| Data supplied |
** start **

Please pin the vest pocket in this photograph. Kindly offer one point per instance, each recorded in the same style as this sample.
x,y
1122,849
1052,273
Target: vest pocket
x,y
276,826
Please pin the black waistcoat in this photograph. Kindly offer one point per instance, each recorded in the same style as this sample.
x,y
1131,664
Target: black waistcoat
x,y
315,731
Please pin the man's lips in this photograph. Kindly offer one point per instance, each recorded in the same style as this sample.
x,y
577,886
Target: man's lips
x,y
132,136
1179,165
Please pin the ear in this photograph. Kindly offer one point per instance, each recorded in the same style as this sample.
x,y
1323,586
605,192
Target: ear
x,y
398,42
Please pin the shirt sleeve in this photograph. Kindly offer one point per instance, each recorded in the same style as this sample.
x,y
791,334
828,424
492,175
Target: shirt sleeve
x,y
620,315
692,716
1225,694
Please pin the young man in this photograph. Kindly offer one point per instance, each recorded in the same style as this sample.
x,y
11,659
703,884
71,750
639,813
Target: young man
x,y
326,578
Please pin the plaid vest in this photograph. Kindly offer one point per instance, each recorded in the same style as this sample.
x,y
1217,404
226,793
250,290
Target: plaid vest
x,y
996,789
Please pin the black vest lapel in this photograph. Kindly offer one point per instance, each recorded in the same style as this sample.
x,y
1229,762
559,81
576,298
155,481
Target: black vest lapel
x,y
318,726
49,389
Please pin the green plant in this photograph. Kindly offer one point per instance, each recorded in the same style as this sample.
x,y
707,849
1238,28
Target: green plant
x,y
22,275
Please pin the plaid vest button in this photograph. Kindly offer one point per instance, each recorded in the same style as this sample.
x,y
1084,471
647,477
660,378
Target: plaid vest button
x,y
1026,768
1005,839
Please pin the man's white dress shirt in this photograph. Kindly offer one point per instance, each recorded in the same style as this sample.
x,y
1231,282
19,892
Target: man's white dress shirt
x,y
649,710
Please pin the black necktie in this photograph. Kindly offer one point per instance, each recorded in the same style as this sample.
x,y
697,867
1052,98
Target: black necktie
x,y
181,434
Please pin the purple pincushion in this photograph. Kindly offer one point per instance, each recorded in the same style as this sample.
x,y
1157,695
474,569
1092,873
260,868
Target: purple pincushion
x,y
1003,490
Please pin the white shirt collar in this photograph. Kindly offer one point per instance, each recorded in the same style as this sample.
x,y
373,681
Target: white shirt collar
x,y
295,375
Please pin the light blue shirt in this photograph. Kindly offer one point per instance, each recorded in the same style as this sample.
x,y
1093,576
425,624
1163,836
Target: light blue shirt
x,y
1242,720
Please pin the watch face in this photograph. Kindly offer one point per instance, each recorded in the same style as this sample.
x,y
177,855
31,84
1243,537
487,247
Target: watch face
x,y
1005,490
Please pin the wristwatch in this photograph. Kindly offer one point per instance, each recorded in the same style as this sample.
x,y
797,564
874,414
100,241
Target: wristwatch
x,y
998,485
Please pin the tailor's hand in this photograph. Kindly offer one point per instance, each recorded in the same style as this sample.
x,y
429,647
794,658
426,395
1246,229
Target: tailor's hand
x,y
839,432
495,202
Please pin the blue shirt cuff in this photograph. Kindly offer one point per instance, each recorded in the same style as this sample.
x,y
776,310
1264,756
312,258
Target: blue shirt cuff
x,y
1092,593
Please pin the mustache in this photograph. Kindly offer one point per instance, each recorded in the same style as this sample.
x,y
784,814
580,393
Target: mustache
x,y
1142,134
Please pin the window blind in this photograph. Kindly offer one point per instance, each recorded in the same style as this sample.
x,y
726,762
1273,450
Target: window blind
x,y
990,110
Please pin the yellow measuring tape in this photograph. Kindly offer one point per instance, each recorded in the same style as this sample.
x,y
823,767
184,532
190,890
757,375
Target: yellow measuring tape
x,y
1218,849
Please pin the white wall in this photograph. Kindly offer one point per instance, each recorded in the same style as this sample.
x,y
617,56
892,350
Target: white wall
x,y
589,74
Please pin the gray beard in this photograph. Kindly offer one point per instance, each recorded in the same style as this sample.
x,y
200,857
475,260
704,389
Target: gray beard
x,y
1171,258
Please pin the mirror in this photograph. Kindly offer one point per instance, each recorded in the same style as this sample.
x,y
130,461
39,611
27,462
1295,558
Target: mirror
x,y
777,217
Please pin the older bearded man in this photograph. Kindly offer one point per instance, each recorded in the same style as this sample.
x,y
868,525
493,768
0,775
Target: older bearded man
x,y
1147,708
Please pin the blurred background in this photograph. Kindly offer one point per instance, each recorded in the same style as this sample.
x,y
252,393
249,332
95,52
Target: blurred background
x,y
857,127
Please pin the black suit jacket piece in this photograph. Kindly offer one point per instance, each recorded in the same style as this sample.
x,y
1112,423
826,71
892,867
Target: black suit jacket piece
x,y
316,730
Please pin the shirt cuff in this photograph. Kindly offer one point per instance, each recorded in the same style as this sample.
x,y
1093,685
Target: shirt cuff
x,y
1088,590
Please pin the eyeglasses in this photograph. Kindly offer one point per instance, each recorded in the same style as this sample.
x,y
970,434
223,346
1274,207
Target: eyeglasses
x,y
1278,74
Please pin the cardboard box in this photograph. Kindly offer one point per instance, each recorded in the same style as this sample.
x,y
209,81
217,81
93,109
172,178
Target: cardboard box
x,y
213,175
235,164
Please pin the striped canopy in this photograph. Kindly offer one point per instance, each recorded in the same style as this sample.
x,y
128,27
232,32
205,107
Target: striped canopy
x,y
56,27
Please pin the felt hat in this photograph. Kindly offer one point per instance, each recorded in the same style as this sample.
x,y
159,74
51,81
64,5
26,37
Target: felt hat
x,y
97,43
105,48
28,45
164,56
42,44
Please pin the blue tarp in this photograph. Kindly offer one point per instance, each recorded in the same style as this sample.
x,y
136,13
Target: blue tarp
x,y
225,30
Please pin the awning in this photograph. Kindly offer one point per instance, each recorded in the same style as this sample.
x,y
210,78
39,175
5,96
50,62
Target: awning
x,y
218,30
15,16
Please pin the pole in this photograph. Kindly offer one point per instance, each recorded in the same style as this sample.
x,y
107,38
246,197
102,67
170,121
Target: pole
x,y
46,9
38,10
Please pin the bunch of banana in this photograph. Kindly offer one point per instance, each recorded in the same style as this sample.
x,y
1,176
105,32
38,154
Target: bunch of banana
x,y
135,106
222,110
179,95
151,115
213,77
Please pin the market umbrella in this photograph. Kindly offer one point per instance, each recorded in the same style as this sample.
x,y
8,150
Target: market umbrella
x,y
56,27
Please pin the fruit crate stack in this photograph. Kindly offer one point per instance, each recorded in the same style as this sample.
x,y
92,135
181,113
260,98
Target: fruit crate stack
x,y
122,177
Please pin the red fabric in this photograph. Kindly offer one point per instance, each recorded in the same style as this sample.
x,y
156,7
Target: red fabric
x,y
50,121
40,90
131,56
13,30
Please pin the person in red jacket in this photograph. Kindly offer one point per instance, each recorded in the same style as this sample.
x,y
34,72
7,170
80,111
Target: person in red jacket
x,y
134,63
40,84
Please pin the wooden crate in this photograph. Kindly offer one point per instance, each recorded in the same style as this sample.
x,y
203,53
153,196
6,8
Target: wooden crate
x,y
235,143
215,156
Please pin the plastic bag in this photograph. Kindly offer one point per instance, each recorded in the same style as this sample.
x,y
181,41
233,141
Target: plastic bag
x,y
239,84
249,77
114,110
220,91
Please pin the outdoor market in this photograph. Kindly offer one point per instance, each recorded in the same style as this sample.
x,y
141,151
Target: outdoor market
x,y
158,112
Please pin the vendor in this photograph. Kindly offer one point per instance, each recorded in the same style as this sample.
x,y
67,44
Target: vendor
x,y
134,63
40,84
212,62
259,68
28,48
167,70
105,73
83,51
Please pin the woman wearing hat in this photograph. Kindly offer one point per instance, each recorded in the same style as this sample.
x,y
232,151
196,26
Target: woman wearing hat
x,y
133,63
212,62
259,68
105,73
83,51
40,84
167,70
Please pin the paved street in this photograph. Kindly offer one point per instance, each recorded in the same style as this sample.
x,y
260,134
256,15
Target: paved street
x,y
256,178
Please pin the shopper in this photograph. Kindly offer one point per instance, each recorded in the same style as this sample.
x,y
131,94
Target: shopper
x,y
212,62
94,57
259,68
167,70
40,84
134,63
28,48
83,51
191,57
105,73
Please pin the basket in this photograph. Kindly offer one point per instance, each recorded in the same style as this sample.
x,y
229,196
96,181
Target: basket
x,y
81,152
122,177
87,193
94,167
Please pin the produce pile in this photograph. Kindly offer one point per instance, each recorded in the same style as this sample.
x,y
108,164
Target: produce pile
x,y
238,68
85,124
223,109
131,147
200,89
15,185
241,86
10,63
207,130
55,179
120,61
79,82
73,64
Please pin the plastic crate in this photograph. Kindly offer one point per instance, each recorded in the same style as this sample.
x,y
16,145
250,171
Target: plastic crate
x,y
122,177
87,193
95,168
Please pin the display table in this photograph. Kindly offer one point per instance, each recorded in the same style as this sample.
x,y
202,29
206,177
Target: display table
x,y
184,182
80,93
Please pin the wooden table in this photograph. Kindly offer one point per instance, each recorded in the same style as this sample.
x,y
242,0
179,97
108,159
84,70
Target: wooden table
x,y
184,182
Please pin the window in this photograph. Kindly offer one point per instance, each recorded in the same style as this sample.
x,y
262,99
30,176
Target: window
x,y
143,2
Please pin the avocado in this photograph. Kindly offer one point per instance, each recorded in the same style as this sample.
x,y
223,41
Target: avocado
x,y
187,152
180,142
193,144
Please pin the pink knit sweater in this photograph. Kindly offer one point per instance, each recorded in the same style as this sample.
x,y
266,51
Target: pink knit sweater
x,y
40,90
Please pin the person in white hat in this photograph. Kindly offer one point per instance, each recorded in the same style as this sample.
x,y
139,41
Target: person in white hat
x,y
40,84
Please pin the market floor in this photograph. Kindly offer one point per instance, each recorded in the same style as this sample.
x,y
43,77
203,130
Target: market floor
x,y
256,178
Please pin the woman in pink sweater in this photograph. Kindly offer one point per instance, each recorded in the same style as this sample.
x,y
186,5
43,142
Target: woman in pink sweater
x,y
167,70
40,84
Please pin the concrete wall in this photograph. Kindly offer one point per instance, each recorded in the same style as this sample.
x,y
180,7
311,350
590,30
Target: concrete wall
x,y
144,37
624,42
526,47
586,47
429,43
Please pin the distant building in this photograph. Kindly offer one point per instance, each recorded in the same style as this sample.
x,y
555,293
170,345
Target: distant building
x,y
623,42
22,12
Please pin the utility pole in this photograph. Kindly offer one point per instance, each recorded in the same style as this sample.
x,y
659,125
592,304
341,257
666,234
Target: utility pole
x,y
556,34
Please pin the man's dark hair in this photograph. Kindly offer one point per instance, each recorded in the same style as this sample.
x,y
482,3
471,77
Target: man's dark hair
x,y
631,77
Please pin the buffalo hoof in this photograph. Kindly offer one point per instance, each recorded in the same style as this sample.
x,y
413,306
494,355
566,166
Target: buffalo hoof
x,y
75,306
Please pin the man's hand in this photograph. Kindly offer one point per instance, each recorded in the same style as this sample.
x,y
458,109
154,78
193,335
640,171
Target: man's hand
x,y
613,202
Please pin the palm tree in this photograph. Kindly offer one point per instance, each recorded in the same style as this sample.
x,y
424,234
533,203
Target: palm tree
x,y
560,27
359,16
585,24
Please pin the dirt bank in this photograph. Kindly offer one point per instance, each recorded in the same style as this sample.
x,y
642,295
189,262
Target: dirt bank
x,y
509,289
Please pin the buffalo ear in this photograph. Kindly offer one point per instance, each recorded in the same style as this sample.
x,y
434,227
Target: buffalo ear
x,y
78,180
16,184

** end **

| Written task |
Your answer should consist only of the lines from the one with "Please pin the man's dark" through the end of the data above, reproduced exactly.

| Result for this task |
Please pin the man's dark hair in this photograph. Kindly offer one point per instance, each recorded in the same style as this sample.
x,y
482,3
471,77
Target: man's dark hair
x,y
631,77
Please pin the buffalo hoof in this photograph. Kindly offer one point per instance, each recorded in the same style as this sample.
x,y
413,306
494,355
566,166
Target: buffalo hoof
x,y
75,306
Please pin the man's hand in this photograph. Kindly offer one point per instance, each recorded in the same style as this sample.
x,y
458,109
154,78
193,335
640,171
Target: man's hand
x,y
613,202
Please pin the palm tree in this photograph. Kindly offer one point per instance, each recorded in the same style as this sample.
x,y
424,234
533,203
Target: palm tree
x,y
560,27
359,16
585,24
Please pin the dirt bank in this photograph. Kindly offer one point per instance, each recorded in the same style as this sample.
x,y
642,295
189,262
Target: dirt bank
x,y
509,289
Please pin the buffalo ear in this photograph. Kindly offer one point per instance, each recorded in the same style as this sample.
x,y
434,227
Target: buffalo ear
x,y
78,180
16,184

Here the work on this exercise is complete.